## [Exercise materials]
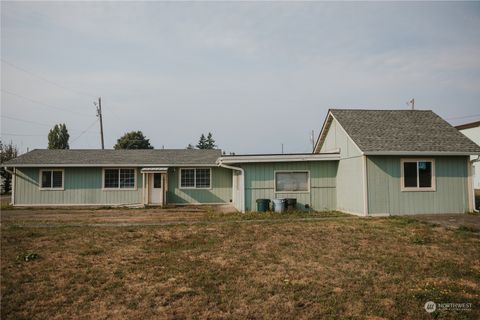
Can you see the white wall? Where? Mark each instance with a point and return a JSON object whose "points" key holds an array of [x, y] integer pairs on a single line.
{"points": [[474, 135]]}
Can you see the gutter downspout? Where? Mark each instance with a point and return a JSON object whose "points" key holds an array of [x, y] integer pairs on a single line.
{"points": [[472, 188], [13, 173], [242, 183]]}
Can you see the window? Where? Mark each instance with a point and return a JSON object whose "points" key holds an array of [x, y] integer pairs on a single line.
{"points": [[292, 181], [418, 175], [51, 179], [119, 178], [195, 178]]}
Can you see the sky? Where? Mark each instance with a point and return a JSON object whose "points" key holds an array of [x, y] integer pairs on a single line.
{"points": [[255, 74]]}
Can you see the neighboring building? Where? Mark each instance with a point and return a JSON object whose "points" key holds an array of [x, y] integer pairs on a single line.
{"points": [[472, 131], [365, 162]]}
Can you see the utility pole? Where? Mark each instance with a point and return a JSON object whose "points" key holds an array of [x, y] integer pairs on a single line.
{"points": [[412, 102], [99, 115]]}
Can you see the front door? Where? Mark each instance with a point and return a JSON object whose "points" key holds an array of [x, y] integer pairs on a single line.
{"points": [[156, 188]]}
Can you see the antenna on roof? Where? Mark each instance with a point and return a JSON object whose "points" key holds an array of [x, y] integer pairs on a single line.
{"points": [[412, 102]]}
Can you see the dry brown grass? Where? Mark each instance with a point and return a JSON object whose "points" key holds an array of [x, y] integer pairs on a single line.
{"points": [[345, 268]]}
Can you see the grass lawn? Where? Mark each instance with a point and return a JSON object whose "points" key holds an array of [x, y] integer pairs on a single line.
{"points": [[277, 269]]}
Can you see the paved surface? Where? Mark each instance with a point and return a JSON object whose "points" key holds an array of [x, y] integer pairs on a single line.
{"points": [[452, 220]]}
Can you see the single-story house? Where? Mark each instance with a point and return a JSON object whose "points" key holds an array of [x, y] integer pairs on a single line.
{"points": [[365, 162]]}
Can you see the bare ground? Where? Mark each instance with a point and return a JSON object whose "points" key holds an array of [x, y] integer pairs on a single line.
{"points": [[382, 268]]}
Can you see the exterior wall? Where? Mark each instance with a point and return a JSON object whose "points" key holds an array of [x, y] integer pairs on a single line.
{"points": [[259, 184], [385, 196], [474, 135], [350, 196], [349, 191], [81, 186], [221, 191]]}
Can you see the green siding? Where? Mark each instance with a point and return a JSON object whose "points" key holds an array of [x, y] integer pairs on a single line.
{"points": [[81, 186], [221, 191], [350, 197], [385, 195], [259, 183]]}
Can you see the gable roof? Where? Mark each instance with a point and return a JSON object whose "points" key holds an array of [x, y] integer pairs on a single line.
{"points": [[97, 157], [399, 132], [468, 125]]}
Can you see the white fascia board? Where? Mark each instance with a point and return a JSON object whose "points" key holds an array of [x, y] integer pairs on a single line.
{"points": [[279, 158], [419, 153], [104, 165]]}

## [Set problem]
Copy all of the data above word for word, leaving out the picture.

## [Output of the exercise]
Can you see the white wall? Where? Mark each instance with a point and return a JSON object whose "points" key holds an array of [x, y] integer pairs on a single line.
{"points": [[474, 135]]}
Can you see the gutter downspout? Where? Mark each instance with a point and return a JSON object whose "points" key holds an array of [x, y] integer pairs on a single line.
{"points": [[472, 188], [13, 173], [242, 183]]}
Can you see the window? Where? Mark each instance with a point and return a JSON object whose "points" key holds an array of [x, y] integer pairs on a single line.
{"points": [[292, 181], [418, 175], [51, 179], [119, 178], [195, 178]]}
Can you see the sky? Where? Mark each instance with a point and return a JSON object whose "points" key holds an array of [x, y] integer pairs on a single line.
{"points": [[255, 74]]}
Can you see the neighboring building? Where? Mark each instance with a point and return a JSON object whose "points" key holds an array of [x, y] integer pairs on a single line.
{"points": [[472, 131], [365, 162]]}
Can you see the utility pole? Where? Mark each instance with a point and return a JSON object whose "points" key holds an array of [x, y] integer pairs on a single line.
{"points": [[412, 102], [99, 115]]}
Can you see the front door? Where? Mark each instance with a point and return a JSON object whose "points" key holds an array of [x, y] integer pairs on a single line.
{"points": [[156, 188]]}
Can you see the antenna on roof? Where? Mark each instance with a point and return a JSON object whose "points" key holds an array of [x, y] integer pairs on a single line.
{"points": [[412, 102]]}
Can you see the dry brown grass? Where? Mark each instance with a point and return a JSON object whose "points" key holds an array of [x, y] integer pairs on a single line.
{"points": [[345, 268]]}
Can you see the grass lawn? Where? Mark each instance with a point and return a JSON object whose "points" key holds an array of [x, y] integer pairs on a single line.
{"points": [[277, 269]]}
Can you see the paved surface? Where? Mark each instance with a point and return a JSON object whose "points" key holds an array of [x, y] integer pairs on a single line.
{"points": [[452, 220]]}
Can you see the single-story house? Where? Mark each instance with a point and return a JSON object whose "points" key holds an array of [x, y] integer pairs on a single line.
{"points": [[365, 162]]}
Can you see the bare ground? Where? Mark each instance with a point and return a JSON object whose "points" key holds an array of [x, y] integer pairs on a single line.
{"points": [[382, 268]]}
Can you see the exterior wall? Where? Mark each instance with a point and return a JSON object whose "points" key holds an array of [x, y] integer pairs on a single line.
{"points": [[259, 184], [385, 196], [474, 135], [350, 196], [349, 191], [81, 186], [221, 191]]}
Can you see the green siding? Where? Mark each instance with a point and return a JSON object whose "points" key holds an array of [x, y] integer pairs on a single line.
{"points": [[81, 186], [221, 191], [350, 197], [385, 195], [259, 183]]}
Can you see the gable roof? Where? Mark each instance with a point and return a JSON object whose "points" key holds an array of [x, y] integer pairs on a single line.
{"points": [[97, 157], [399, 132], [468, 125]]}
Can you see the white fascia board? Where? Mark each instance with a point and return a JSON object whose "points" key holds an array of [x, y] integer pairs on a single line.
{"points": [[279, 158], [419, 153], [104, 165]]}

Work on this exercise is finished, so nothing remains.